Excerpts from segmentation records
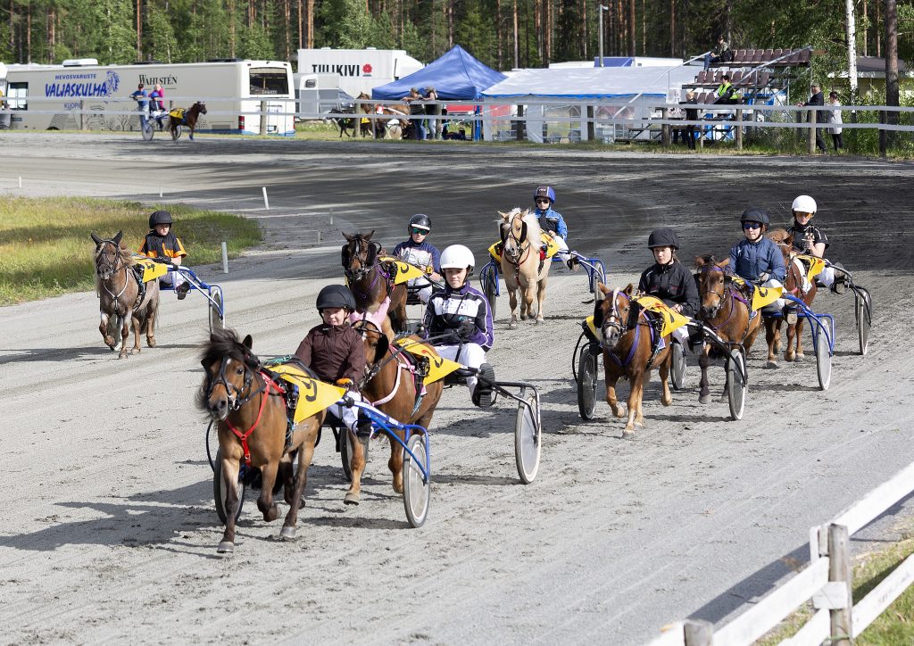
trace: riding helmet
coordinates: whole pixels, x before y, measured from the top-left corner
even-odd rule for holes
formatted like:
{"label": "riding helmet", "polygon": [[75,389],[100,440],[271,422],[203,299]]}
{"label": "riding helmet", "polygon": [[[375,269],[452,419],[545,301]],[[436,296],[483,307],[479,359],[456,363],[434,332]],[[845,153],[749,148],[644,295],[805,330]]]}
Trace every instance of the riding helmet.
{"label": "riding helmet", "polygon": [[173,224],[171,214],[168,211],[153,211],[149,217],[149,228],[155,228],[155,225]]}
{"label": "riding helmet", "polygon": [[771,224],[771,218],[768,217],[768,211],[761,207],[749,207],[743,211],[739,217],[740,222],[758,222],[766,227]]}
{"label": "riding helmet", "polygon": [[331,307],[341,307],[350,312],[356,311],[356,299],[345,285],[327,285],[317,294],[317,311]]}
{"label": "riding helmet", "polygon": [[815,215],[816,207],[815,200],[809,196],[799,196],[793,200],[793,204],[791,205],[791,210],[793,213],[800,211],[801,213],[809,213],[813,216]]}
{"label": "riding helmet", "polygon": [[412,228],[424,228],[426,231],[431,230],[431,218],[429,217],[424,213],[417,213],[415,216],[409,218],[409,224],[407,227],[407,233],[412,233]]}
{"label": "riding helmet", "polygon": [[534,201],[537,197],[548,197],[549,204],[552,204],[556,201],[556,192],[552,190],[552,186],[537,186],[537,190],[533,192]]}
{"label": "riding helmet", "polygon": [[672,228],[655,228],[651,231],[647,238],[647,246],[650,249],[654,247],[672,247],[679,249],[679,237]]}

**Exercise prompt**
Reproduce the data above line for line, omitting the pictures.

**Exercise result**
trace: riding helmet
coordinates: whole pixels, x before y, measured from the top-left corner
even-odd rule for holes
formatted like:
{"label": "riding helmet", "polygon": [[75,389],[100,440],[271,422],[203,299]]}
{"label": "riding helmet", "polygon": [[[375,269],[452,419],[545,301]],[[436,296],[483,307],[479,359],[456,363],[434,332]],[[845,153],[749,148],[644,295],[805,330]]]}
Trace every instance of the riding helmet.
{"label": "riding helmet", "polygon": [[173,224],[171,214],[168,211],[153,211],[149,217],[149,228],[155,228],[155,225]]}
{"label": "riding helmet", "polygon": [[771,224],[771,218],[768,217],[768,211],[761,207],[749,207],[743,211],[739,217],[740,222],[758,222],[766,227]]}
{"label": "riding helmet", "polygon": [[331,307],[341,307],[350,312],[356,311],[356,299],[345,285],[327,285],[317,294],[317,311]]}
{"label": "riding helmet", "polygon": [[815,215],[816,207],[815,200],[809,196],[799,196],[793,200],[793,204],[791,205],[791,210],[793,213],[800,211],[801,213],[809,213],[813,216]]}
{"label": "riding helmet", "polygon": [[412,228],[424,228],[426,231],[431,230],[431,218],[429,217],[424,213],[417,213],[415,216],[409,218],[409,224],[407,227],[407,233],[412,233]]}
{"label": "riding helmet", "polygon": [[534,201],[537,197],[548,197],[549,204],[552,204],[556,201],[556,192],[552,190],[552,186],[537,186],[537,190],[533,192]]}
{"label": "riding helmet", "polygon": [[672,228],[655,228],[651,231],[647,238],[647,246],[650,249],[654,247],[672,247],[679,249],[679,237]]}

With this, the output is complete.